● DATA PROVIDED
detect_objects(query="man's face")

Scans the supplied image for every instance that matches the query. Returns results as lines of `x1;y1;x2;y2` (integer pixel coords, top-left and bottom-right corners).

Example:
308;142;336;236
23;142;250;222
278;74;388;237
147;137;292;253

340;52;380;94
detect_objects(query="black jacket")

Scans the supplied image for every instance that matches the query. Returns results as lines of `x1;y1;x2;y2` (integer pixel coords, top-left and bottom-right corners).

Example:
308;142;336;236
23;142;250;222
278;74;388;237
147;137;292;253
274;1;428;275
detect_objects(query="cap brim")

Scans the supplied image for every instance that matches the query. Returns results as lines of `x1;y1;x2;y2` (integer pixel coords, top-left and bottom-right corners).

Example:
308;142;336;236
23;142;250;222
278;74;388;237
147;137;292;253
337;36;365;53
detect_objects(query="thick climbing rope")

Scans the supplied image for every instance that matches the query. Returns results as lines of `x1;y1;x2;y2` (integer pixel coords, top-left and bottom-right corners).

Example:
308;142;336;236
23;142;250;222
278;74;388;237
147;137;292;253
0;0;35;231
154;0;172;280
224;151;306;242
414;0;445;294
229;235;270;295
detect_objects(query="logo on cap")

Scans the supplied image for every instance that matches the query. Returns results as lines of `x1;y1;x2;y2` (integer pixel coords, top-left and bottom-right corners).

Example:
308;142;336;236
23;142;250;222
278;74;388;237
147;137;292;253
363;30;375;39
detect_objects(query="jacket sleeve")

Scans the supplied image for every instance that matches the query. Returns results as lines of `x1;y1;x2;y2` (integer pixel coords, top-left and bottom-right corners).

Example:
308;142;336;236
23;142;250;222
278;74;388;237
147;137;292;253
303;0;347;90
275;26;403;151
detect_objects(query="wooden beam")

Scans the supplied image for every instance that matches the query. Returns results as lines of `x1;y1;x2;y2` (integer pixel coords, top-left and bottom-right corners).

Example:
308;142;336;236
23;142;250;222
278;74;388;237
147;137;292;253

● WHAT YOU SHOULD DO
Repeat the entries above exactly, leaving nothing out.

● TASK ANSWER
detect_objects(query="man's face")

Scans the supplied image for every instance that matches the query. Returns results as lines of `x1;y1;x2;y2` (integer pixel coords, top-left and bottom-right corners).

Example:
308;142;336;236
23;142;250;222
278;74;388;237
147;137;292;253

340;52;380;94
detect_objects(query="black jacket")

Scans the supplied image for every instance that matches the query. Returns results as lines of `x1;y1;x2;y2` (integer pixel coords, top-left and bottom-right corners).

Example:
308;142;336;236
23;142;250;222
278;74;388;237
147;137;292;253
274;1;428;275
detect_objects(query="cap brim")

Scans the supplied image for every instance that matches the query. Returns results as lines of `x1;y1;x2;y2` (integer pixel coords, top-left and bottom-right corners).

Example:
308;142;336;236
23;142;250;222
278;74;388;237
147;137;292;253
337;36;365;53
detect_objects(query="thick climbing rope")

Scans the supplied image for every instance that matches the query. Returns results as lines of `x1;y1;x2;y2` (integer pixel coords, top-left and bottom-right corners).

Example:
308;142;336;236
23;142;250;222
278;74;388;237
147;137;292;253
0;0;35;231
154;0;172;280
224;151;306;242
414;0;445;294
229;235;270;295
detect_objects(query="logo on cap")

Scans the supplied image for every instance that matches the query. Returns results as lines of `x1;y1;x2;y2` (integer pixel coords, top-left and bottom-right corners).

Example:
308;142;336;236
23;142;250;222
278;74;388;237
147;137;292;253
363;30;375;39
detect_objects(query="jacket sleeve")

Scans the supplied image for every instance that matches the query. Returns results as lines of `x1;y1;x2;y2` (integer pixel coords, top-left and bottom-right corners).

Example:
308;142;336;236
23;142;250;222
278;74;388;237
147;137;292;253
303;0;347;90
275;26;403;151
detect_objects(query="wooden beam")

Scans the supplied image for every instance that matches the query. Returns results as lines of `x1;y1;x2;y2` (integer pixel coords, top-left and bottom-right corners).

Example:
308;142;336;236
23;142;250;222
278;74;388;237
147;137;292;253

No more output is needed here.